## BEGIN RECORDS FOR THIS TASK
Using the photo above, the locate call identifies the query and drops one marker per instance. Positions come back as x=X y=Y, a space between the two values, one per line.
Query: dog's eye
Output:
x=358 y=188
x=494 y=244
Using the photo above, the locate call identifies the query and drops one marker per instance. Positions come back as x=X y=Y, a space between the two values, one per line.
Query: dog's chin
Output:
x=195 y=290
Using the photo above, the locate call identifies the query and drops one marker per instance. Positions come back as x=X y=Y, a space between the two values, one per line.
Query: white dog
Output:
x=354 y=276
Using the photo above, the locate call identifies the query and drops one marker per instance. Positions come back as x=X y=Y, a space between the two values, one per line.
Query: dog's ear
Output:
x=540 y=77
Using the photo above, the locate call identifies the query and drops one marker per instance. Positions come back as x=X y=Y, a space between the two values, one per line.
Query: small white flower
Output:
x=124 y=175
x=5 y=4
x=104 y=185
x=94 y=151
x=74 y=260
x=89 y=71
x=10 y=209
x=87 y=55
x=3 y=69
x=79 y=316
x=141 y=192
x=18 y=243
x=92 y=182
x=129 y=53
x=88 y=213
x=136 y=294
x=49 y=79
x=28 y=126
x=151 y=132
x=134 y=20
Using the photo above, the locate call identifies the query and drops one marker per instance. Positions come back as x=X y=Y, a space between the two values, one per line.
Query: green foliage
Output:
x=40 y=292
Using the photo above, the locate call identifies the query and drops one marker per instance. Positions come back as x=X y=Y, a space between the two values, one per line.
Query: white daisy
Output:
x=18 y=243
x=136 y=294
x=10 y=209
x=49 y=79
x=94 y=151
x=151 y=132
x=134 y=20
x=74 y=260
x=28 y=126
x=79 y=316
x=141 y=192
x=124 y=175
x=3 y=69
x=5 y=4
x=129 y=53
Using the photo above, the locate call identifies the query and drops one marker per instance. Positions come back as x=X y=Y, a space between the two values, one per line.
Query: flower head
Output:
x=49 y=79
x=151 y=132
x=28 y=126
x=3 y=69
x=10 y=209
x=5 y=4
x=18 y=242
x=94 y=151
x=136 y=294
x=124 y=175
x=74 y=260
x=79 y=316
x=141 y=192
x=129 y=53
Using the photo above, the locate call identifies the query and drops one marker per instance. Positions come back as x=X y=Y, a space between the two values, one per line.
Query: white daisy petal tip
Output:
## END RECORDS FOR THIS TASK
Transcribe every entry exactly.

IN RESPONSE —
Using the photo above, the locate call identifies the query and drops one marker per instance. Positions come back as x=X y=Y, a space between the two values, one per line.
Query: dog's eye
Output:
x=358 y=188
x=494 y=244
Using the photo above, the locate call identifies the query and drops one marker per instance. Positions come back as x=X y=Y, a space between the two values, one per line.
Query: dog's chin
Output:
x=195 y=290
Using the photo above, the locate call identifies the query and drops one marker per instance. Positions come back as x=X y=Y, a space between the two values, one per line.
Query: white dog
Output:
x=354 y=276
Using the photo above, the locate call identifies the query and drops one marker per instance. Positions come back as x=X y=Y, a space between the two values, one per line.
Query: dog's ear
Output:
x=540 y=77
Using the photo above, the locate call identifies the query and drops one marker per instance. Positions come back as x=X y=Y, a space between the two values, one per line.
Query: small white flower
Output:
x=124 y=175
x=5 y=4
x=104 y=185
x=94 y=151
x=74 y=260
x=89 y=71
x=10 y=209
x=87 y=55
x=3 y=69
x=79 y=316
x=141 y=192
x=18 y=243
x=92 y=182
x=129 y=53
x=88 y=213
x=136 y=294
x=49 y=79
x=28 y=126
x=151 y=132
x=134 y=20
Using the photo above, the locate call identifies the query and drops one marker per instance. Positions come back as x=X y=Y, a space between the two values, one per line.
Query: green foliage
Output:
x=40 y=292
Using the photo above, the locate call identifies the query and drops one marker per instance. Positions come back as x=X y=Y, a space between the two values, one per line.
Query: white daisy
Output:
x=18 y=243
x=136 y=294
x=10 y=209
x=49 y=79
x=94 y=151
x=151 y=132
x=134 y=20
x=74 y=260
x=28 y=126
x=79 y=316
x=141 y=192
x=124 y=175
x=3 y=69
x=5 y=4
x=129 y=53
Using the photo above, the locate call identifies the query and drops one marker per instance. Positions come back as x=X y=Y, a space between the two values, one per line.
Query: flower head
Output:
x=49 y=79
x=151 y=132
x=28 y=126
x=3 y=69
x=10 y=209
x=5 y=4
x=18 y=242
x=94 y=151
x=136 y=294
x=124 y=175
x=74 y=260
x=79 y=316
x=141 y=192
x=129 y=53
Using the photo above, the locate call identifies the query and drops one marker per instance. Positions come back as x=X y=Y, a space between the two values, one per line.
Query: white daisy petal tip
Output:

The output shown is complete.